**GIVEN RECORDS:**
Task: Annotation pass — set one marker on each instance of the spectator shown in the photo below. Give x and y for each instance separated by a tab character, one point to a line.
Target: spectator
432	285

...

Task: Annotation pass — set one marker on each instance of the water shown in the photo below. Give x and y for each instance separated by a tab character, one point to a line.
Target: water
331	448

--

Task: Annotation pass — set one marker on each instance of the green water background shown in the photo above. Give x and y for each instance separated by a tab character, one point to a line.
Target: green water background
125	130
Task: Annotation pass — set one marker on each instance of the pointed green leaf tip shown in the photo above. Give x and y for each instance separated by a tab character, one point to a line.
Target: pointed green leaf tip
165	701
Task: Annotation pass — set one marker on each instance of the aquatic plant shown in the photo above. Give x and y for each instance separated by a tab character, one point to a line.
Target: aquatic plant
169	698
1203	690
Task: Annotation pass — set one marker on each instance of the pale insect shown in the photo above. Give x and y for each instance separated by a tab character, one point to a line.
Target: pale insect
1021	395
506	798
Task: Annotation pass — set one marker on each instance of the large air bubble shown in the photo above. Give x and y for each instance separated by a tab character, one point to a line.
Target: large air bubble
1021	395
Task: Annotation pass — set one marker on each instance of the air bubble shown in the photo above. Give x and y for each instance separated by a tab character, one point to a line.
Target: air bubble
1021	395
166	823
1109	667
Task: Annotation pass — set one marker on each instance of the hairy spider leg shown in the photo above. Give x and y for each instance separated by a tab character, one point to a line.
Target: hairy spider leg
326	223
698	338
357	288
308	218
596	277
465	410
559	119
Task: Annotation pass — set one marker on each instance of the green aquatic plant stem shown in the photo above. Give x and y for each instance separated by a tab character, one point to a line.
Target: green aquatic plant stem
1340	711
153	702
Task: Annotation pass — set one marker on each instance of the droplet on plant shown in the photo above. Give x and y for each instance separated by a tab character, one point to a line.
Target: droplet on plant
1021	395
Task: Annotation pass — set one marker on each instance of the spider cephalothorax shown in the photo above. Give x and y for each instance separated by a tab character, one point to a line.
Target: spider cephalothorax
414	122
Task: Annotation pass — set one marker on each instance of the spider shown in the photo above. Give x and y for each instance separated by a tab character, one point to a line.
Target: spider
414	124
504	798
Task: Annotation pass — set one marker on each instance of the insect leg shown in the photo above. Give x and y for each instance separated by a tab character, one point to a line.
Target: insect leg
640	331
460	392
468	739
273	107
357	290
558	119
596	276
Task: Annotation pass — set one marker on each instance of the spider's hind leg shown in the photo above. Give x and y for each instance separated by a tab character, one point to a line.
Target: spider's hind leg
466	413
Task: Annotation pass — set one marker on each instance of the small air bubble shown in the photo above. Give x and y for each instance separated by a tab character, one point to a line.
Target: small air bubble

**WHAT TO DO:** Search the data for the word "small" and report how many lines include it, with the number alone.

**RESPONSE TO THIS EXERCISE:** 2